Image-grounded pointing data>
▽
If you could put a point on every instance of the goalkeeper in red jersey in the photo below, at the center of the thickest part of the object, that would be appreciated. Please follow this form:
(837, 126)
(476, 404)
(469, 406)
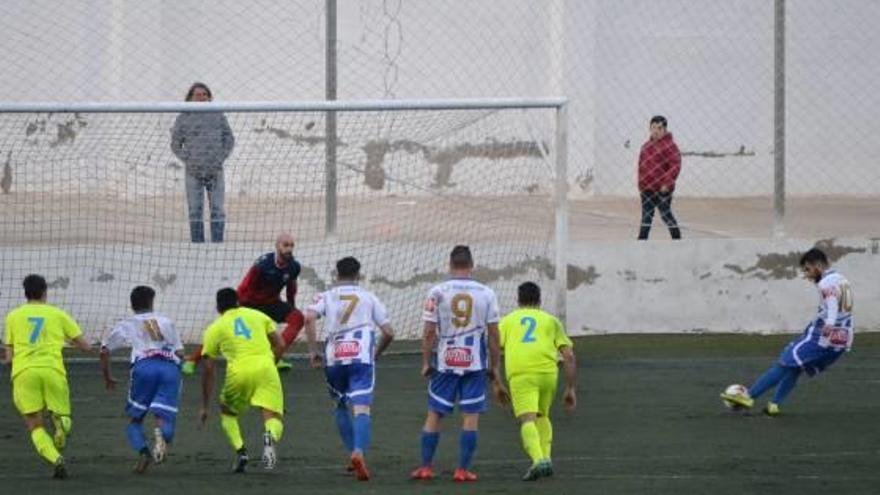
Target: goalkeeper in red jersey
(261, 290)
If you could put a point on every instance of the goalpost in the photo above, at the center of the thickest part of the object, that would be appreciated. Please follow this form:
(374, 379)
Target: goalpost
(94, 199)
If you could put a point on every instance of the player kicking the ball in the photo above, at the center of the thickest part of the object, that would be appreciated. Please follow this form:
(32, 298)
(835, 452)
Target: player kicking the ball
(532, 339)
(156, 353)
(461, 319)
(247, 338)
(823, 342)
(352, 315)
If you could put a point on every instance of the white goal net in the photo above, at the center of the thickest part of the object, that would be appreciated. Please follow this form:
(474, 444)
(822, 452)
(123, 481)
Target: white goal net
(95, 199)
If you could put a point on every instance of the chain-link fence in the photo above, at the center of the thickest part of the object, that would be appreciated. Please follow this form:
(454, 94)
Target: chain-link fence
(709, 67)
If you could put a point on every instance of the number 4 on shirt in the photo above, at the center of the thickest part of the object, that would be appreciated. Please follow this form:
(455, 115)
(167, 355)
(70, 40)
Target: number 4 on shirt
(241, 329)
(37, 322)
(530, 331)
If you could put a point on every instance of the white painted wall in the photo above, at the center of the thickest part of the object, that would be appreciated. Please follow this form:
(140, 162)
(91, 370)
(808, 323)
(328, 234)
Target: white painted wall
(750, 286)
(615, 287)
(707, 65)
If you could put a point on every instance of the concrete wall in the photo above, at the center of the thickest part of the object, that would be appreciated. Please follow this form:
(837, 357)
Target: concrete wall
(614, 287)
(711, 285)
(707, 65)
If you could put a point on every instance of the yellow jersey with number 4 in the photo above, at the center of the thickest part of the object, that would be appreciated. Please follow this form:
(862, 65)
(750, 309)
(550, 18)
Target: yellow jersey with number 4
(239, 334)
(37, 333)
(531, 338)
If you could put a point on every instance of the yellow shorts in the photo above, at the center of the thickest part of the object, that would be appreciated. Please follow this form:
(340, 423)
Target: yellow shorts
(254, 384)
(533, 393)
(36, 389)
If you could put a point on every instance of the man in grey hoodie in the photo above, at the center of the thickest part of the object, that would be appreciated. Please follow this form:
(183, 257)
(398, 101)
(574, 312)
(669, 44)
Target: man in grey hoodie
(203, 141)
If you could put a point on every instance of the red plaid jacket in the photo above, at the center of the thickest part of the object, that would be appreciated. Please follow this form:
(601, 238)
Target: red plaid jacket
(659, 164)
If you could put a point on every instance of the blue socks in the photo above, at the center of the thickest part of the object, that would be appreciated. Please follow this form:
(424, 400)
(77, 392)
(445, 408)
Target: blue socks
(167, 428)
(429, 446)
(343, 424)
(135, 435)
(361, 432)
(467, 447)
(786, 385)
(467, 444)
(786, 378)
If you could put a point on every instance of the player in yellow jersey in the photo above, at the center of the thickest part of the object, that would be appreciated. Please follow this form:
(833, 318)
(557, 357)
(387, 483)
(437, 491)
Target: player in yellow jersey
(532, 340)
(247, 338)
(35, 336)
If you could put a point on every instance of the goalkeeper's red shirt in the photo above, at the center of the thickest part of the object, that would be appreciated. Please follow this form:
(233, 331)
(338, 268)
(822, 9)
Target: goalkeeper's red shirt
(263, 282)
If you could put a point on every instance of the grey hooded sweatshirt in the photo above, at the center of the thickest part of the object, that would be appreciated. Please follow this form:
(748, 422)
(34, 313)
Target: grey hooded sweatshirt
(202, 141)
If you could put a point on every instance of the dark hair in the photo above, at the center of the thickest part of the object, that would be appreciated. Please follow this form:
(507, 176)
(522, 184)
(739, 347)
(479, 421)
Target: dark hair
(196, 85)
(227, 298)
(528, 294)
(142, 298)
(348, 268)
(35, 287)
(812, 256)
(659, 119)
(460, 257)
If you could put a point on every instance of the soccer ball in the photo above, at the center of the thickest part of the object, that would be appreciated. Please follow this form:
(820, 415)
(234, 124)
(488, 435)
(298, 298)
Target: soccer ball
(735, 389)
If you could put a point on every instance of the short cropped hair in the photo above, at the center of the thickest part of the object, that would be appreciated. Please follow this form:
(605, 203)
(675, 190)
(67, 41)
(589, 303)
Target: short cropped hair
(528, 294)
(227, 299)
(461, 257)
(348, 268)
(814, 255)
(35, 287)
(142, 298)
(198, 85)
(659, 119)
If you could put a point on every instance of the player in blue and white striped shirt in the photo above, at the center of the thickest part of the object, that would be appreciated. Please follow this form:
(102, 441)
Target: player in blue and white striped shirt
(823, 342)
(156, 354)
(351, 315)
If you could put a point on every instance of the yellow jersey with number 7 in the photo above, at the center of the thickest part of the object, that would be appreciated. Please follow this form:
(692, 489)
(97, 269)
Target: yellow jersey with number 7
(37, 333)
(531, 338)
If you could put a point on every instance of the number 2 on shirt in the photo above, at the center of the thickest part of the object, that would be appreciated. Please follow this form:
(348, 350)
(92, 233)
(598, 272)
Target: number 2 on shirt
(37, 322)
(241, 329)
(530, 331)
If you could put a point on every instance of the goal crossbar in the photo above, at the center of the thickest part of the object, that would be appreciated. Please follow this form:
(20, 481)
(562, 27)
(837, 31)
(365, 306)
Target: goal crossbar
(282, 106)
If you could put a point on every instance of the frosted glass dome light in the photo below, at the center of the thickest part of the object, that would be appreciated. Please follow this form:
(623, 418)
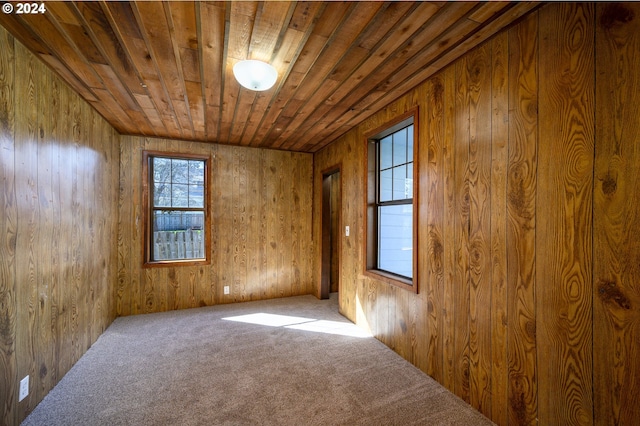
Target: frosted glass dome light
(255, 75)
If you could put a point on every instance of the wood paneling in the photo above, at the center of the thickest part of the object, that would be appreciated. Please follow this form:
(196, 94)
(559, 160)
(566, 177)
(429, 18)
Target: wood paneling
(528, 220)
(261, 219)
(565, 176)
(165, 69)
(616, 233)
(59, 174)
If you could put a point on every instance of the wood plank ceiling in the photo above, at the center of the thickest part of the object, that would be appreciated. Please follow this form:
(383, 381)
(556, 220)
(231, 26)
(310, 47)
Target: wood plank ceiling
(164, 69)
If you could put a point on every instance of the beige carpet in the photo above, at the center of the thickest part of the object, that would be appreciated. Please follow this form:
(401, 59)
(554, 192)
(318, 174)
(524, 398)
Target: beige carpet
(291, 361)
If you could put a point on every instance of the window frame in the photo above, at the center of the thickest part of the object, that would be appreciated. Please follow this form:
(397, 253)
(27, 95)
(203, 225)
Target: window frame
(371, 186)
(148, 208)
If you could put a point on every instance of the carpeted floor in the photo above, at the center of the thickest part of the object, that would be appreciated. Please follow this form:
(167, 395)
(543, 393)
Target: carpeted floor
(291, 361)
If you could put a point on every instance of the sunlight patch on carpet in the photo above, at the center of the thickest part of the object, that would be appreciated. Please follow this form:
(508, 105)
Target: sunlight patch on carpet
(301, 323)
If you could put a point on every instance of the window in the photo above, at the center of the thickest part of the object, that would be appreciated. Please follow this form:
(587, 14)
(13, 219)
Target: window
(390, 207)
(176, 215)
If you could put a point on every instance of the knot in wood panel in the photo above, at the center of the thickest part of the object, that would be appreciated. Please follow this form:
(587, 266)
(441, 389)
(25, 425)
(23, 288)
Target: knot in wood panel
(610, 294)
(616, 14)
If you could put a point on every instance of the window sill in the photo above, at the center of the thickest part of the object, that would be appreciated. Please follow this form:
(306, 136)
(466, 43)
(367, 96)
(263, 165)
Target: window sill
(392, 279)
(176, 263)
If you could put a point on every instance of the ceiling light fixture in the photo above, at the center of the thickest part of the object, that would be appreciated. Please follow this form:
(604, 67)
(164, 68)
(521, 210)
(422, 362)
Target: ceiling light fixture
△
INSTRUCTIONS FOR THE TASK> Please repeat every record above exactly, leaving the pictures out.

OUTPUT BELOW>
If you could put a point on every instance of the goalkeeper in red jersey in the photo below, at the center of the thickest part of the object, that would be appreciated. Please follow this form:
(837, 126)
(476, 404)
(469, 406)
Target: goalkeeper in red jersey
(261, 290)
If you could put a point on every instance of the goalpost in the photo above, at the center of the thickest part of the object, that would be appreciated. Please follow this form:
(374, 379)
Target: goalpost
(94, 199)
If you could put a point on every instance of the player kicking the ball in the photo above, at the center of the thickest part of the object, that would be appreciated. Please follow this form:
(32, 298)
(835, 452)
Target: player kicking the ball
(532, 339)
(156, 353)
(461, 319)
(247, 338)
(823, 342)
(352, 315)
If you could put a point on every instance of the white goal net in the photo above, at the center of the thickest part of the object, that would be appreciated. Please follow this form:
(474, 444)
(822, 452)
(123, 481)
Target: white goal net
(95, 199)
If you could put a point on every instance of the chain-link fence in the photo above, at the center of the thickest part of the object, that would be appreciated. Please follow this form:
(454, 94)
Target: chain-link fence
(709, 67)
If you could put a point on every instance of the number 4 on shirt in the photo above, at the center of the thickest part of the object, that would be appreciated. Please follow this form:
(455, 115)
(167, 355)
(70, 40)
Target: number 4 on shirt
(241, 329)
(37, 322)
(530, 331)
If you could put a point on every instance of the white painted wall in the photo above, at the center of the thickest part of the object, that would be appreciated. Please follow this form:
(140, 162)
(91, 370)
(808, 323)
(328, 234)
Target: white painted wall
(750, 286)
(615, 287)
(707, 65)
If you could put a point on every instance of the concrete wall in the photo above, at the center of the thickest part of the object, that would be appreciated. Please follow this form:
(837, 357)
Target: concrete wall
(614, 287)
(711, 285)
(707, 65)
If you could put a point on every instance of the yellow jersey with number 4 in the photo above, at the center of the thickest part of the object, that would be appreciated. Please follow this form:
(862, 65)
(750, 309)
(550, 18)
Target: yellow jersey with number 4
(239, 334)
(37, 333)
(531, 338)
If you could put a point on every instance of the yellow shorts in the photo above, at the center of the thickest part of the object, that would be appreciated. Please follow this form:
(340, 423)
Target: yellow shorts
(254, 384)
(533, 393)
(36, 389)
If you could put a point on every instance of the man in grey hoodie in the photo above, at the center of the thickest part of the object, that would be appreciated. Please follow this form:
(183, 257)
(398, 101)
(574, 312)
(669, 44)
Target: man in grey hoodie
(203, 141)
If you could put a point on every instance of the red plaid jacket in the photo above, at the center of the thickest part of the object, that would be appreciated. Please follow this form:
(601, 238)
Target: red plaid jacket
(659, 164)
If you could put a point on every instance of the blue socks in the photo above, at the center of the thickest part of the object, that would be appreciated. Please follow this form:
(424, 400)
(77, 392)
(445, 408)
Target: blue socks
(167, 428)
(429, 446)
(343, 424)
(135, 435)
(361, 432)
(467, 447)
(786, 385)
(467, 444)
(786, 378)
If you could put a point on every instance of the player in yellow jersey in the photo above, at the center of the thickest part of the object, that would be appreciated. Please follow this form:
(833, 318)
(557, 357)
(387, 483)
(437, 491)
Target: player in yellow jersey
(532, 340)
(247, 338)
(35, 336)
If you could put a point on every instance of the goalkeeper's red shirt in the photo above, at the center of the thickest part of the object, that would be appreciated. Please follow this form:
(233, 331)
(338, 268)
(822, 9)
Target: goalkeeper's red shirt
(263, 282)
If you could put a point on every instance of the grey hooded sweatshirt in the photo above, at the center of the thickest part of the object, that would be appreciated. Please follow this form:
(748, 422)
(34, 313)
Target: grey hooded sweatshirt
(202, 141)
If you could put a point on every instance of the dark hair in the photo above, at the center of the thickest part of the object, that would be appreciated. Please follow this form:
(507, 176)
(522, 184)
(739, 347)
(479, 421)
Target: dark hair
(196, 85)
(227, 298)
(528, 294)
(142, 298)
(348, 268)
(35, 287)
(812, 256)
(659, 119)
(460, 257)
If you could put a point on every instance of the soccer ball in the photo above, at the center of the thickest part of the object, that would be appreciated. Please follow this form:
(820, 415)
(234, 124)
(488, 435)
(298, 298)
Target: soccer ball
(735, 389)
If you could put a point on every instance of the short cropped hair in the photo above, at the center of the thickest part of the object, that would be appreciated. Please follow this form:
(605, 203)
(675, 190)
(67, 41)
(589, 303)
Target: short cropped hair
(528, 294)
(227, 299)
(461, 257)
(348, 268)
(814, 255)
(35, 287)
(142, 298)
(198, 85)
(659, 119)
If you could put a point on every instance of the player in blue and white striped shirt in the photo above, at the center of the thickest part of the object, that would be appreciated. Please follow this form:
(102, 441)
Target: player in blue and white striped shirt
(823, 342)
(156, 354)
(351, 315)
If you could put a point on every instance of the yellow jersey with number 7 in the photo above, at the center of the thickest part of the object, that would be appreciated. Please follow this form:
(692, 489)
(97, 269)
Target: yellow jersey with number 7
(37, 333)
(531, 338)
If you could put a point on every instance of the number 2 on shirt in the photo above, at the center of the thickest part of the object, that would be appreciated. Please follow this form:
(348, 350)
(92, 233)
(598, 272)
Target: number 2 on shirt
(37, 322)
(241, 329)
(530, 331)
If you could put a point on every instance of the goal crossbar in the photo above, at the center of the thickest part of the object, that would be appreciated. Please follow this form:
(20, 481)
(562, 27)
(837, 31)
(365, 306)
Target: goal crossbar
(282, 106)
If you could put a point on every instance of the frosted glass dome light in the photo below, at the center of the thickest part of the object, that would be appreciated. Please follow this form:
(623, 418)
Target: frosted glass dome light
(255, 75)
If you could put a point on every instance of the wood paneling in the photo above, at the center of the thickest part of the object, that would be appreciated. Please follow this form:
(196, 94)
(559, 160)
(566, 177)
(429, 18)
Target: wood paneling
(528, 220)
(261, 219)
(565, 176)
(165, 69)
(616, 233)
(59, 174)
If you could put a point on every instance of the wood plank ceiling in the photo above, at the center of the thickest part of the object, that would be appreciated. Please follow this form:
(383, 381)
(556, 220)
(231, 26)
(310, 47)
Target: wood plank ceiling
(164, 69)
If you could put a point on every instance of the beige carpet in the photo above, at the center of the thickest part of the object, that would be appreciated. Please follow this form:
(401, 59)
(554, 192)
(318, 174)
(524, 398)
Target: beige carpet
(291, 361)
If you could put a point on every instance of the window frame in the photo above, at the center of the thickest part of the object, that would be appreciated. Please follow this form:
(397, 253)
(27, 95)
(203, 225)
Target: window frame
(371, 186)
(148, 208)
If you could put a point on every instance of the carpeted floor in the photo above, at the center of the thickest part of the object, that would be appreciated. Please follow this form:
(167, 395)
(543, 393)
Target: carpeted floor
(291, 361)
If you could put a point on every instance of the sunlight patch on carpet in the photo above, at the center of the thickest part of the object, that would be appreciated. Please follow this form:
(508, 105)
Target: sunlight patch on carpet
(301, 323)
If you could put a point on every instance of the window in the photo above, at the center of the thickest part of the object, that would be appreciated. Please follow this form:
(587, 14)
(13, 219)
Target: window
(390, 207)
(176, 215)
If you could put a point on every instance of the knot in wood panel in the photo above, at the center of the thickest part of the object, that would be appreciated. Please follow this form:
(587, 266)
(441, 389)
(25, 425)
(23, 288)
Target: knot in wood panel
(610, 294)
(616, 14)
If you could put a point on every instance of the window sill in the photo above, at the center of the thickest part of the object, that would be appreciated. Please follow this form:
(306, 136)
(466, 43)
(367, 96)
(263, 165)
Target: window sill
(392, 279)
(176, 263)
If you could put a point on every instance of the ceiling light fixture in the photo above, at the center of the thickest part of the object, that would be appreciated. Please follow this form:
(604, 67)
(164, 68)
(521, 210)
(422, 362)
Target: ceiling light fixture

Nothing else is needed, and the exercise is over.